What to produce » Write the line that includes "Target = bushy treeline" and all subsequent lines, exactly as written, and nothing more.

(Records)

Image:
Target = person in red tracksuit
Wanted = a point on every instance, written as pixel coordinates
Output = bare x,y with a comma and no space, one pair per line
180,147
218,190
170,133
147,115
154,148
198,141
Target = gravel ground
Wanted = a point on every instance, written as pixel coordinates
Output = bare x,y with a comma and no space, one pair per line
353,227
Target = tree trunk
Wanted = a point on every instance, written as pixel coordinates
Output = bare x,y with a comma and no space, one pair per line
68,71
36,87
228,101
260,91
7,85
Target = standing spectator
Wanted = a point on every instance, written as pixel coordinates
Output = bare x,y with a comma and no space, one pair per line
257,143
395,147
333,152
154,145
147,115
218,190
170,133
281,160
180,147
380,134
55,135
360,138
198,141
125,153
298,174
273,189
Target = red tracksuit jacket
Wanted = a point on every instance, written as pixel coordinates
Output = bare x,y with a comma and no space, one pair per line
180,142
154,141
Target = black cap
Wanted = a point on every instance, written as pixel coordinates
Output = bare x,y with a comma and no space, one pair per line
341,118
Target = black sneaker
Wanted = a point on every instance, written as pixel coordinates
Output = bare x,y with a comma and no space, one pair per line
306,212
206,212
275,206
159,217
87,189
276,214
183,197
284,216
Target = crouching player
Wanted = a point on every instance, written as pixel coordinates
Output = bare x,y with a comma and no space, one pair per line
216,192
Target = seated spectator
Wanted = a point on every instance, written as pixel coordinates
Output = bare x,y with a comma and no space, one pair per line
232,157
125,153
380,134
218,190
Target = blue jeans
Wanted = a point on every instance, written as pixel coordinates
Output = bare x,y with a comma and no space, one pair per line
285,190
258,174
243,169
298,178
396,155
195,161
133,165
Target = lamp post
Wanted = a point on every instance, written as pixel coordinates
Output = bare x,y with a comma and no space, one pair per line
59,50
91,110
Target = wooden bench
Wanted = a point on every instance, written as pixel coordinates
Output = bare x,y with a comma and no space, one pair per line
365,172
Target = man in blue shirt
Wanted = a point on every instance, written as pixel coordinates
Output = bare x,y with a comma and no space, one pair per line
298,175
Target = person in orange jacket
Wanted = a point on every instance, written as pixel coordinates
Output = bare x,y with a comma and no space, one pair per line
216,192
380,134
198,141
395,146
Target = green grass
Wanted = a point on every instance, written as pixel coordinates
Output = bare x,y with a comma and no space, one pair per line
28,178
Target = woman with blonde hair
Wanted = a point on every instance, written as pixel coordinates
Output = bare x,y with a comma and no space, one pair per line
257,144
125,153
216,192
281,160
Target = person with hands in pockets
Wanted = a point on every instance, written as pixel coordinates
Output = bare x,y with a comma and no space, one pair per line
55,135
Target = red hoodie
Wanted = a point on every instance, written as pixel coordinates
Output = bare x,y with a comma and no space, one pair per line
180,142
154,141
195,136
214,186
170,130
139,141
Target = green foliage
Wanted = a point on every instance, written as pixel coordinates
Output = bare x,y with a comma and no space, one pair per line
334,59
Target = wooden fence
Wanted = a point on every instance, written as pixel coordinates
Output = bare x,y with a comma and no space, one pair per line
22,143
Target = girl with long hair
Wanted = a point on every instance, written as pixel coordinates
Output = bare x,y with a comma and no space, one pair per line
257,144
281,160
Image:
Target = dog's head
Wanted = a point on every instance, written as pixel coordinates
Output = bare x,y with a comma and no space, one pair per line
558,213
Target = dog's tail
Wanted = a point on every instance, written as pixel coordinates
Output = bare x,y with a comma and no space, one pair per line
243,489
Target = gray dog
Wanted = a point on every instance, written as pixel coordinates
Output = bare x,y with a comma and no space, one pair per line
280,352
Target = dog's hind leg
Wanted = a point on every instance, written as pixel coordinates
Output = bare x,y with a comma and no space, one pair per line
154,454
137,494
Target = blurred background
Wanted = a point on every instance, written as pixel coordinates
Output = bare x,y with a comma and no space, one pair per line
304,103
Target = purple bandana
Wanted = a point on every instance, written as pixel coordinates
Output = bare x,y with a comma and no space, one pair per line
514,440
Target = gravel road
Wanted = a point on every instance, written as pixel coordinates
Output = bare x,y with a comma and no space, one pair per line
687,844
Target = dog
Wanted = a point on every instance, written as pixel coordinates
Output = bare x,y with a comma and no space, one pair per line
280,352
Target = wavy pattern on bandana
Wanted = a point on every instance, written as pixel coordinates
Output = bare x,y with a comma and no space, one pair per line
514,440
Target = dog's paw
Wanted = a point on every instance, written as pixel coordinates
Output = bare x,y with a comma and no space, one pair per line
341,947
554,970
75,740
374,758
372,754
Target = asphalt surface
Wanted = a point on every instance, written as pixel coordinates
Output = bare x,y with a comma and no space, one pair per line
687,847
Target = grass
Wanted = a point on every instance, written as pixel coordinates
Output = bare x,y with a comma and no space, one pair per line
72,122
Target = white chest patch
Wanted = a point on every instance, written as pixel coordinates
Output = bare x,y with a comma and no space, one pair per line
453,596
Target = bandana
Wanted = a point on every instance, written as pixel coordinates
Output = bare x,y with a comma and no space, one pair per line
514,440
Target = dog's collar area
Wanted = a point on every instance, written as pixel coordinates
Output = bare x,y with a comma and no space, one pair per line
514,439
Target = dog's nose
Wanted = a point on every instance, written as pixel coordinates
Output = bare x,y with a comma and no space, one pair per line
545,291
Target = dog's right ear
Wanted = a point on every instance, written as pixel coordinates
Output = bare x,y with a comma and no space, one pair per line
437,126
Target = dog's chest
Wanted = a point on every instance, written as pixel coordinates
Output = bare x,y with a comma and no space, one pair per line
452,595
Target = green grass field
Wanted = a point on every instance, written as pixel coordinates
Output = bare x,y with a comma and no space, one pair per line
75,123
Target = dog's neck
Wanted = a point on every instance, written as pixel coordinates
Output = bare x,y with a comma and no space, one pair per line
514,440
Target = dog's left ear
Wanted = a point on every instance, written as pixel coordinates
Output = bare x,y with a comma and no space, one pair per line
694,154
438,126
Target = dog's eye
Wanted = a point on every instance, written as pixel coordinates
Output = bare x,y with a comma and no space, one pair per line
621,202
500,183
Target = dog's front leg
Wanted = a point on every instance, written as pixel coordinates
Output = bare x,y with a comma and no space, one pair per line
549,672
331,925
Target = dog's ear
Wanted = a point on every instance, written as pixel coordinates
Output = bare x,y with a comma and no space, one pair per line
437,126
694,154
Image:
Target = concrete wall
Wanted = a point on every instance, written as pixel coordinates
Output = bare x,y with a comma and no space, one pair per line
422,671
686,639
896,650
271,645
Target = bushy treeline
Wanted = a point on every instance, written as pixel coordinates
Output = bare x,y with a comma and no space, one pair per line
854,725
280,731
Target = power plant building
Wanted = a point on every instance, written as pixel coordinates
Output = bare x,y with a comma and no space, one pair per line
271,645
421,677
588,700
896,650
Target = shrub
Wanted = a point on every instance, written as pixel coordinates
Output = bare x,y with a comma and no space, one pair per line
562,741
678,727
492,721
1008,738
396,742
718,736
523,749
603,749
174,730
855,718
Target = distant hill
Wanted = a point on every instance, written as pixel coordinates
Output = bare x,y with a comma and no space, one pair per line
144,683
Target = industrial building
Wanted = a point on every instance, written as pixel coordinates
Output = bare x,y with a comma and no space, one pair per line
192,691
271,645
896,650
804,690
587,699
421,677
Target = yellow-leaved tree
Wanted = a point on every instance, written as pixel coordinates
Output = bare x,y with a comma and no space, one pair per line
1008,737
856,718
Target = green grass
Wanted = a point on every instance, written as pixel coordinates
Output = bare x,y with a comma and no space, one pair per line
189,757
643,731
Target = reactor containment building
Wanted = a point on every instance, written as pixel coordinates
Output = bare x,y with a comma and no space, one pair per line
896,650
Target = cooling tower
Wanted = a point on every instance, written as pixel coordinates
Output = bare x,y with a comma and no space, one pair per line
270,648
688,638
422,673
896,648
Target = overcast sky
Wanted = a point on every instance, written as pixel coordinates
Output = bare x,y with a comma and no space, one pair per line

Problem solution »
Target = bushy treeline
Wanted = a point on every instance, written as pixel coordinates
Output = bare x,y with a comma and no space, one pair per line
854,725
280,731
Target = power plant building
Wanted = a point on every instance, written as pixel coordinates
Output = bare x,y with a comma and no space, one pair per line
271,645
421,677
588,700
896,650
Target = shrub
Wanted = a point on every instance, written as pixel coordinates
Output = bare x,y with a comma and no space, one pair per line
562,741
678,727
492,721
1008,738
396,742
718,736
523,749
603,749
174,730
855,718
Target = distant hill
Wanted = a point on every instance, written as pixel coordinates
Output = bare x,y with a comma and no space, one pair per line
144,683
Target = industrial building
Wanted = a point on every instance, written as pixel coordinates
Output = bare x,y with a comma and no space, one pair per line
192,691
271,645
896,650
804,690
587,699
421,677
Target = yellow-leaved tree
Wanted = a point on every instance, written as pixel coordinates
Output = bare x,y with a comma and no space, one pair per line
1008,737
856,718
Target = green grass
Wanted = a point on every instance, written as pixel coordinates
Output = bare x,y with a comma and no space, one pair per line
189,757
643,731
Target = reactor containment building
Wanted = a point on every instance, written as pixel coordinates
Output = bare x,y with a comma and no space, one pair per line
896,650
Target = cooling tower
Wanted = a point on every instance, written as pixel coordinates
Output = bare x,y with a comma and no space, one pair per line
270,648
688,638
422,673
896,648
Target = overcast sky
Wanted = a point on every instance, written as pixel coordinates
Output = bare x,y with a comma and no space, one pair per line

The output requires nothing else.